The bright festive scenes that graced the usually subdued main alleyway of Shatila refugee camp on Friday were, on first glance, misleading. With over 150 hyper-active children wielding paintbrushes and pens, drawing upon metres of paper scrolled over the walls and dancing Palestinian dabke to the booming Arabic beats that reverberated between the cramped appartments, it was hard to imagine that a catastrophe was being remembered.

Thursday 14 May marked the 61st anniversary of the Nakbe, a date signifying the beginning of the expulsion of Palestinians from their lands and homes which occurred as part of the creation of the state of Israel in 1948.

Organised by the Palestinian NGO Najde Al-Ijtima3iyya, the artistic activities taking place in the streets of Shatila on Friday were just one of several events over the past few days geared towards commemorating the Nakbe, including theatre and music productions in the UNRWA schools and demonstrations.

Maissa Akkileh, coordinator of vocational training at the Nadje centre in Shatila, says that the importance of holding events to mark the Nakbe is two-fold. “Firstly, it is essential for new generations to know what happened to their families and their ancestors. Secondly, it is about insisting that, as Palestinians, we have a right to return to the country that was forcefully taken from us.”

Indeed, for the estimated 400,000 inhabitants of Lebanon’s many refugee camps, many of them third and fourth generation Palestinians, remembering the Nakbe is about more than just paying abstract homage to a country suffering from over six decades of occupation and apartheid. It is an opportunity to reflect upon the painful and persistent reality of their displacement and consolidate hope that they will one day be able to return home.

* Items
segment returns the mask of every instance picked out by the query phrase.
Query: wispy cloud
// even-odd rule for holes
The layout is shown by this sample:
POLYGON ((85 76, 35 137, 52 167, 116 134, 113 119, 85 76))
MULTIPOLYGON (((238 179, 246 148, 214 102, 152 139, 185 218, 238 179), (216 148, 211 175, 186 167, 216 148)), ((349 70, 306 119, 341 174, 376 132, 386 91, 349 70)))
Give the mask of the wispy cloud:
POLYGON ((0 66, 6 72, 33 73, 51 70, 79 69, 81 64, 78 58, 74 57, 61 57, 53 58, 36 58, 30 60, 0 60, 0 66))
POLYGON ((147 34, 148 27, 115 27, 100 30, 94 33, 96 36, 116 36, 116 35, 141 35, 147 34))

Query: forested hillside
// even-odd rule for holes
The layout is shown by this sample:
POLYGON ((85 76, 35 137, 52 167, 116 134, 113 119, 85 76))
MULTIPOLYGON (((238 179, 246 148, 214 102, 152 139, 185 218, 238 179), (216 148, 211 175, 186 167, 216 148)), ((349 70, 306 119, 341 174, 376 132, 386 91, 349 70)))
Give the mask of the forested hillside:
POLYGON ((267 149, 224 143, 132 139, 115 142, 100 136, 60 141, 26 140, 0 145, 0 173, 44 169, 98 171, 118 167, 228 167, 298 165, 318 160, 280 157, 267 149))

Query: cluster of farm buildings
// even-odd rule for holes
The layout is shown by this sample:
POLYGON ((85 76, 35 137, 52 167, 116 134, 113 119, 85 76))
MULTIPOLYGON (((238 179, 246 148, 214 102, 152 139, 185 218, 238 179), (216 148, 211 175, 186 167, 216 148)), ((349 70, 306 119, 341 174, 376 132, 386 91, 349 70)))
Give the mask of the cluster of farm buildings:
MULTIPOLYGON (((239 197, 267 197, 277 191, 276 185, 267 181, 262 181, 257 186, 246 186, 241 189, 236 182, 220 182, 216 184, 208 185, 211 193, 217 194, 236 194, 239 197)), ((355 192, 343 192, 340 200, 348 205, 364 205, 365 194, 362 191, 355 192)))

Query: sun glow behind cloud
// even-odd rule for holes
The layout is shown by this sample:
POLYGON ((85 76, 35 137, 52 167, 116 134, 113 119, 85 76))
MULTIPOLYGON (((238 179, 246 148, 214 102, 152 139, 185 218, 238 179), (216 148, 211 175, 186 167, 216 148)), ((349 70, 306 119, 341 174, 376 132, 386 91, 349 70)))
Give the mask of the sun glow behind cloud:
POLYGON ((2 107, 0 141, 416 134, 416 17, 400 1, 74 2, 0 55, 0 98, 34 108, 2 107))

* Problems to solve
a: In the Shatila article, rewrite the stretch from "Maissa Akkileh, coordinator" up to and including "to return home.", swapping "refugee camps" for "settlements".
b: Extend the article on the Nakbe commemoration in Shatila, picking up right after its final sentence.
The listing was taken from a different source.

* Expected results
a:
Maissa Akkileh, coordinator of vocational training at the Nadje centre in Shatila, says that the importance of holding events to mark the Nakbe is two-fold. “Firstly, it is essential for new generations to know what happened to their families and their ancestors. Secondly, it is about insisting that, as Palestinians, we have a right to return to the country that was forcefully taken from us.”

Indeed, for the estimated 400,000 inhabitants of Lebanon’s many settlements, many of them third and fourth generation Palestinians, remembering the Nakbe is about more than just paying abstract homage to a country suffering from over six decades of occupation and apartheid. It is an opportunity to reflect upon the painful and persistent reality of their displacement and consolidate hope that they will one day be able to return home.

b:
“It’s my country,” sighs 17 year-old Dima, “even if I’ve never seen it. We need to inform the world that we have not forgotten our right to go back”.

The dream of the Palestinian refugees in Lebanon to return to a home is accentuated by the difficulties they face here. Unlike in other Arab countries, such as Jordan and Syria, children born of Palestinian descent in Lebanon are not eligible for Lebanese nationality, and they face a string of legal hurdles and social stigmas which prevent them from leading sustainable livelihoods.

“We are not people anymore,” laments Dima’s father, Imad. “No one remembers the Nakbe, except for the Palestinians. This is a sad and painful day for us.”

Surprisingly, Imad, Maissa and many others are optimistic about the eventual return of Palestinians to their homeland. “If not today, then tomorrow,” says Imad reassuringly. “If not for me, then for my children or grandchildren.”

It is this positive vision for tomorrow that shines through in today’s event. By providing a creative place for the children of the camp to focus on an eventual resolution to the tragedy of exile that underlies their history and their identity, Najde’s remembrance of the Nakbe seeks to nurture hopes for a better future that can lift these children beyond the often dismal realities of refugee life.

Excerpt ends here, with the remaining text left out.